▸ **AUFGABE 1**
Gib den Absatz aus dem Testbericht zum Mercedes EQA, der mit „Unter anderem bekommt man“ beginnt, als knappe Stichpunktliste wieder.
▸ **AUFGABE 2**
Setze den Testbericht zum Mercedes EQA nach seinem letzten Satz fort.

▸ **LESETEXT**
+--
Auch das zweite E-Modell von Daimler überzeugt nicht durch die stärkste Batterie. Den Langstreckentest besteht der EQA zwar – allerdings mit Einschränkungen.
Mercedes EQA 250
Für Berufspendler reicht die Reichweite. Die Fahrt in den Urlaub jedoch muss man gut planen.
Düsseldorf Selten habe ich mit einem Elektroauto so viele Blicke auf mich gezogen wie mit dem neuen Mercedes EQA. Kein Wunder, ist das kompakte SUV doch die rein elektrische Version des Verkaufsschlagers GLA – das Premium-SUV für jedermann könnte man fast sagen. Denn der EQA trifft mit Größe, Design und Komfort den Geschmack der Masse. Bewundernde Blicke und Komplimente auf dem Parkplatz inklusive.
Zwei Wochen lang durfte ich das neue Vorzeigemodell aus dem Hause Daimler fahren und testen, was sich unter der metallisch-grauen, universal ansprechenden Haube der Kompaktklasse versteckt. Und das ist zunächst einmal eine Serienausstattung, die sich sehen lassen kann.
Unter anderem bekommt man ab einem Preis von 47.540 Euro einen aktiven Spur- und Bremsassistenten, Klimaautomatik, LED-Scheinwerfer, eine elektrische Heckklappe, Ambientelicht mit 64 Farben, Komfortsitze, Rückfahrkamera und Navigationssystem.
Die Batterie wartet mit einer nutzbaren Kapazität von 66 Kilowattstunden und einer Nennleistung von 140 Kilowatt (190 PS) auf. Mit einem Nettolistenpreis unter 40.000 Euro kann außerdem der staatliche Förderbonus von 9000 Euro abgegriffen werden.
Die Krux an der Sache ist wie so oft allerdings die Reichweite. Hier gibt Mercedes einen NEFZ-Wert von maximal 486 Kilometern an, von denen schon vor der ersten Fahrt und bei 100 Prozent Ladung nur noch 328 Kilometer auf dem Tacho übrig bleiben. Für jeden normalen Berufspendler sollte das reichen, aber manchmal will man vielleicht doch mit dem Auto in den Urlaub fahren.
+--
▸ **DATENAUSZUG**
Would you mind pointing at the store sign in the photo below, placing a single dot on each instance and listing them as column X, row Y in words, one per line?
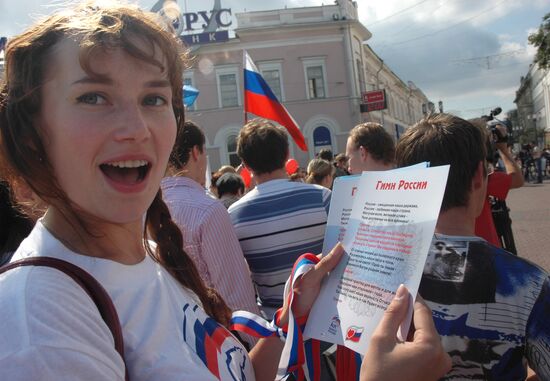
+--
▸ **LÖSUNG 1**
Serienausstattung ab 47.540 Euro:
- aktiver Spur- und Bremsassistent
- Klimaautomatik
- LED-Scheinwerfer
- elektrische Heckklappe
- Ambientelicht mit 64 Farben
- Komfortsitze
- Rückfahrkamera
- Navigationssystem

▸ **LÖSUNG 2**
Mercedes EQA
Das zweite Elektro-Modell aus dem Hause Daimler.
Also habe ich das Experiment gewagt und während meiner zwei Wochen mit dem EQA einen Langstreckentest gemacht. Von Köln nach Berlin ging die Reise. Eine Strecke: 580 Kilometer. Fast das Doppelte der verfügbaren Reichweite laut Tacho. Eins schon mal vorweg: Ich bin heil und in einem Rutsch in der Hauptstadt angekommen. Ganz ohne Verluste ging das allerdings nicht.
Zunächst ein paar Eckdaten: Der erste Eindruck ist innen wie außen unaufgeregt, praktisch, modern. Anders als die erste Stromer-Auskopplung aus Stuttgart, der EQC, kann die A-Linie vor allem mit ihrer schlichten Eleganz punkten.
Ein großes Touch-Display, viel Stauraum in der Mittelkonsole und mit schwarzem Leder bezogene Armaturen runden das Erscheinungsbild im Innenraum ab. Platz für Fahrer und Beifahrer ist in dem SUV mit einer Gesamtbreite von 1,83 Metern reichlich.
Innenansicht
In dem Kompakt-SUV ist viel Platz, zu groß ist er dabei aber nicht.
Ähnlich wie der Hyundai Kona ist der EQA zwar deutlich größer als ein Golf, aber eben nicht ganz so wuchtig wie ein BMW X3 oder andere vergleichbare Modelle. Die zwei Tonnen Leergewicht brauchen trotzdem etwas mehr Zeit, um den Spurt von 0 auf 100 Kilometern pro Stunde zu schaffen – mit 8,9 Sekunden ist der Stromer von Mercedes gegen andere E-Autos fast schon behäbig unterwegs.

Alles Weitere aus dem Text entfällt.